§ **What the task requires**: Each line of the data holding "positive" should be found and copied.

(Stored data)
+---+
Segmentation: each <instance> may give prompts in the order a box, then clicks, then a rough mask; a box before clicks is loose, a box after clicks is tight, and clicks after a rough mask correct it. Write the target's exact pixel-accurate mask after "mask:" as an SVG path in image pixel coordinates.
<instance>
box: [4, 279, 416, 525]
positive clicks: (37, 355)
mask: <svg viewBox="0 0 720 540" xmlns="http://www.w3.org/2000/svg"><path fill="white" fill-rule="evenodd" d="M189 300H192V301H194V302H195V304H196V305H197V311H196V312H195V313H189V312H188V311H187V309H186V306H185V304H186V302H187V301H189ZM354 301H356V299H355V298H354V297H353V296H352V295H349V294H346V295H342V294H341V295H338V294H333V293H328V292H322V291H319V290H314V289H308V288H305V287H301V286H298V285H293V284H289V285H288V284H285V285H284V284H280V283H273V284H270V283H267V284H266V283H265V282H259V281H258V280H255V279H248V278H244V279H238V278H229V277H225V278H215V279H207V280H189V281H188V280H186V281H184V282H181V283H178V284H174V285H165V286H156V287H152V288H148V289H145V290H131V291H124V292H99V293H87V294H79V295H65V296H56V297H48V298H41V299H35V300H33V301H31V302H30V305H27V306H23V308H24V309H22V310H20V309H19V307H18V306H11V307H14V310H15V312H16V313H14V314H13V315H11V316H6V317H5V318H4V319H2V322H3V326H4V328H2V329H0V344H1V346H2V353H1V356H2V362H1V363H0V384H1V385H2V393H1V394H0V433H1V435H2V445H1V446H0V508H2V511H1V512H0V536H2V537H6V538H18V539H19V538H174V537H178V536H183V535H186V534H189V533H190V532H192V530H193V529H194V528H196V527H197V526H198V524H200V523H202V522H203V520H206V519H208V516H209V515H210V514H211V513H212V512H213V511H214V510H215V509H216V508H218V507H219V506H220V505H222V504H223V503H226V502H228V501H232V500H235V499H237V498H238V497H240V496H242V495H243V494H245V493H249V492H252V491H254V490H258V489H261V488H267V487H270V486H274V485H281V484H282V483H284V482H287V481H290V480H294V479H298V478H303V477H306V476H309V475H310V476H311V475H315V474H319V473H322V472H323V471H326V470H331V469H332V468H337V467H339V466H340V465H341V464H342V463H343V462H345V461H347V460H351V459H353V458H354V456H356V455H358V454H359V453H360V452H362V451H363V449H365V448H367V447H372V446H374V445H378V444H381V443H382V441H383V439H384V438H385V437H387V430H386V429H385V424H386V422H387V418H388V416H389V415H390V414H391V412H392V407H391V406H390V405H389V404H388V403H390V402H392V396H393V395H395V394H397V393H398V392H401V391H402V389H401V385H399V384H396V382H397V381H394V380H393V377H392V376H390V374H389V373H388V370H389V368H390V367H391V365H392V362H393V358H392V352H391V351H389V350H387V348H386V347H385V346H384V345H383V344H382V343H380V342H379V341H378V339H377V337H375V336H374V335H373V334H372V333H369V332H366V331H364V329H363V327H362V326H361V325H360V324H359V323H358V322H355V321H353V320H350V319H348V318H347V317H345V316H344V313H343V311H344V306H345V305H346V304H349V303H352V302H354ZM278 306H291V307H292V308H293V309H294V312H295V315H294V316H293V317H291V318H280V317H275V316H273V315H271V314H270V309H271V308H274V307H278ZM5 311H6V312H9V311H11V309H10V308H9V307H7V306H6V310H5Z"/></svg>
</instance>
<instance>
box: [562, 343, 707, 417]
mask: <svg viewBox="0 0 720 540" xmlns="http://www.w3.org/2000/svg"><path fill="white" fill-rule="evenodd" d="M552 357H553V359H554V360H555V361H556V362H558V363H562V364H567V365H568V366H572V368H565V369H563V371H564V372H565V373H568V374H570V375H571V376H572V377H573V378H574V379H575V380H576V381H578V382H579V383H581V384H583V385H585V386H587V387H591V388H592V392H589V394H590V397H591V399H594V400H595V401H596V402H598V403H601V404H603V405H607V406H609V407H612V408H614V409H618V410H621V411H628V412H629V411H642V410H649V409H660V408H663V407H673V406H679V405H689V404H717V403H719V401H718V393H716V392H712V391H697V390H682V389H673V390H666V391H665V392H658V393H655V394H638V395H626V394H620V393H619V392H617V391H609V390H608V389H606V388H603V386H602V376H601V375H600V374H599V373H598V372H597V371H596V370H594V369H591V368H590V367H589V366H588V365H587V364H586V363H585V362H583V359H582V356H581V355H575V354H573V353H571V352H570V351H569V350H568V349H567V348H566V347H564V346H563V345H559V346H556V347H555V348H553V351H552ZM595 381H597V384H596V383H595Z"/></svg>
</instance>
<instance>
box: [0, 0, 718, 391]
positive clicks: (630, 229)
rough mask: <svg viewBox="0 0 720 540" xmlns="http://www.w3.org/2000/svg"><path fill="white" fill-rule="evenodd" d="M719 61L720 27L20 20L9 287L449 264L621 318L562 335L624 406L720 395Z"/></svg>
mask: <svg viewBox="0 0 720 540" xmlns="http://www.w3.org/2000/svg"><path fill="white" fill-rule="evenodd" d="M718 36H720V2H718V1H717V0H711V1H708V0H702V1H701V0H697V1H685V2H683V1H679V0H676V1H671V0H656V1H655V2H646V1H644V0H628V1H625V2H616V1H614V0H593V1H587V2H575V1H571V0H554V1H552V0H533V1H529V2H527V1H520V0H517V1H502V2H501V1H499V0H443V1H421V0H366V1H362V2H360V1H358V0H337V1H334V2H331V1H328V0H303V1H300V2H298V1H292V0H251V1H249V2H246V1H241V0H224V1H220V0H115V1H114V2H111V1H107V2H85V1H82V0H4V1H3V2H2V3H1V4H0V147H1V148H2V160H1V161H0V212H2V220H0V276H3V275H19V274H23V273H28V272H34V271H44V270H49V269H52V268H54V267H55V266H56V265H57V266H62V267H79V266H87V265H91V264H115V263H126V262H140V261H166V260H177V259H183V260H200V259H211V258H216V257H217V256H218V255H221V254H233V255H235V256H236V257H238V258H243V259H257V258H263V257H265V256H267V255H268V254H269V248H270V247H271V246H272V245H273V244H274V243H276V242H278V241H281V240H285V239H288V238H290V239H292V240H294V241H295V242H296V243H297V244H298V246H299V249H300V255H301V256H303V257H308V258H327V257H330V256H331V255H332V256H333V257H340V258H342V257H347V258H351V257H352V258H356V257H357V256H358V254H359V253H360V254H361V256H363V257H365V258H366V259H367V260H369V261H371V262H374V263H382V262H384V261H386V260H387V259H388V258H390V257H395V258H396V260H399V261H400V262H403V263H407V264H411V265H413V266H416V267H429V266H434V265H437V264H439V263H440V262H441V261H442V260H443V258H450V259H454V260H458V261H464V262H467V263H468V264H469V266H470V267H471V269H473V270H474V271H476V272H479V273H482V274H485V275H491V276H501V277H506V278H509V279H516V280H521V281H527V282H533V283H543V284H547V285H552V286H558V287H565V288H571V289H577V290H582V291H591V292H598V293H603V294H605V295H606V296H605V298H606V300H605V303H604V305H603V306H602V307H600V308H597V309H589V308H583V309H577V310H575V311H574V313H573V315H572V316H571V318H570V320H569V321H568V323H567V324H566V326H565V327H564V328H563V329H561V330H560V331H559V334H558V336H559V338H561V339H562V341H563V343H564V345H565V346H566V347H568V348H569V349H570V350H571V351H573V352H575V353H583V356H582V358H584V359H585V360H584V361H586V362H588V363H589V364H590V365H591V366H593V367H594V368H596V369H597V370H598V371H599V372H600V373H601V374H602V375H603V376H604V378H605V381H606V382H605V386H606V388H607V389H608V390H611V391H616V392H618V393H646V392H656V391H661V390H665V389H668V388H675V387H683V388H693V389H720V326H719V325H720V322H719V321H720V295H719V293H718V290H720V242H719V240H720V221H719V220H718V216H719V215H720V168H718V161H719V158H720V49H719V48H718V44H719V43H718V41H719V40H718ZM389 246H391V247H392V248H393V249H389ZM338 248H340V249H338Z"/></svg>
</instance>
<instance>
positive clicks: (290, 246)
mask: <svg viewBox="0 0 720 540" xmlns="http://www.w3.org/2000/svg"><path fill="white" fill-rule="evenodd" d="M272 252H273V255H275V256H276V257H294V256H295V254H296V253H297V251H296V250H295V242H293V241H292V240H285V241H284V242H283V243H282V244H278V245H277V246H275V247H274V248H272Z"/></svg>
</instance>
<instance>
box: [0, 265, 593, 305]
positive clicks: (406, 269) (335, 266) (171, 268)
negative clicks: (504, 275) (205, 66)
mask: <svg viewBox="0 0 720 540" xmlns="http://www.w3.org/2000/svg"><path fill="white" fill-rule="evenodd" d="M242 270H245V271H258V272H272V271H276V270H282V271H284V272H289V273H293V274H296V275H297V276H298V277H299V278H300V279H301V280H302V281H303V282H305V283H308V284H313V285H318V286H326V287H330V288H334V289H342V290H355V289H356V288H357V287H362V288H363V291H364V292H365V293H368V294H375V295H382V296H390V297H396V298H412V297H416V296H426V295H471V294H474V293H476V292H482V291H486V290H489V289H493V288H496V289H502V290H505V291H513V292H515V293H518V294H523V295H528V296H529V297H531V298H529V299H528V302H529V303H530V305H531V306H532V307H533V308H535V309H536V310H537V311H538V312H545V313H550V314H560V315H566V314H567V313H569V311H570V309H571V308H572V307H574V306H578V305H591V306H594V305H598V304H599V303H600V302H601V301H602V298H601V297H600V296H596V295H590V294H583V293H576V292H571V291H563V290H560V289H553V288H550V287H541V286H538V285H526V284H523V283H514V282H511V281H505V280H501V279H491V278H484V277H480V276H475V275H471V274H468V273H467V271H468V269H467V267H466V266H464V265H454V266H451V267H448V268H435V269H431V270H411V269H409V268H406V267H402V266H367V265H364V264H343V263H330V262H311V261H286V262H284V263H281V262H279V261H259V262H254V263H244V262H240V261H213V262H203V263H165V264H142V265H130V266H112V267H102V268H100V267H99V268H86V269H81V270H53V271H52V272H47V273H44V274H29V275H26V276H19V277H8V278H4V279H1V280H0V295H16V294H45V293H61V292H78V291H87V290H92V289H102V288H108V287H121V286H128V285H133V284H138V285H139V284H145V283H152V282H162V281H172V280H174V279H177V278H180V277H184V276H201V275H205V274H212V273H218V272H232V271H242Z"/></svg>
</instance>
+---+
§ **Response to this task**:
positive clicks: (37, 355)
positive clicks: (630, 229)
positive clicks: (290, 246)
positive clicks: (406, 269) (335, 266) (171, 268)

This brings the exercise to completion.